Supplied records
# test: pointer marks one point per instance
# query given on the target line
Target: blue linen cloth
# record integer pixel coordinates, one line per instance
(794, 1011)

Problem description
Write the records out again, swapping "linen" for "cotton" and leaving everything else unchanged.

Exercise response
# test: pointer marks one point per instance
# query given on the target line
Target: blue cotton cloth
# record integer pixel coordinates, one line per instance
(794, 1011)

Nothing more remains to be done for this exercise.